How many lines in the rows below contain the word "every"? Count them and reply with the number only.

Region segmentation data:
[start]

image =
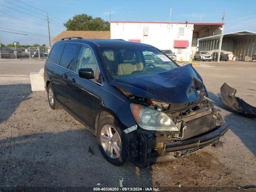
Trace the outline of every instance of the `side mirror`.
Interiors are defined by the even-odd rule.
[[[91,68],[81,68],[78,70],[79,77],[84,79],[91,79],[94,78],[94,74]]]

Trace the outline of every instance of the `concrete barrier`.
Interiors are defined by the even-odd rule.
[[[32,91],[44,91],[45,90],[43,68],[41,69],[39,72],[31,72],[30,73],[30,82]]]

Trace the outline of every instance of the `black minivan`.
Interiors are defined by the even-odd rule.
[[[180,66],[149,45],[63,39],[51,49],[44,79],[50,107],[63,108],[96,135],[116,165],[174,159],[228,128],[192,65]]]

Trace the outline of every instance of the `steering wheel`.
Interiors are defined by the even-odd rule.
[[[153,64],[149,64],[147,65],[146,66],[144,67],[143,68],[142,70],[142,71],[146,71],[148,69],[152,69],[154,67],[155,67],[155,66]]]

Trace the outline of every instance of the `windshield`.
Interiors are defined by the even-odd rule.
[[[206,52],[206,51],[201,51],[201,54],[209,54],[209,53],[208,52]]]
[[[154,48],[104,47],[100,51],[114,79],[160,73],[178,66]]]

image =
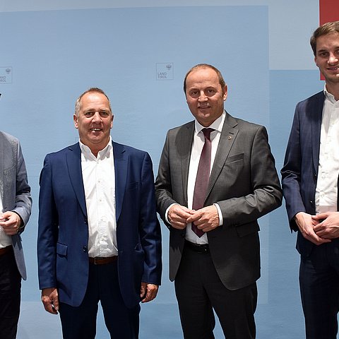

[end]

Exercise output = 5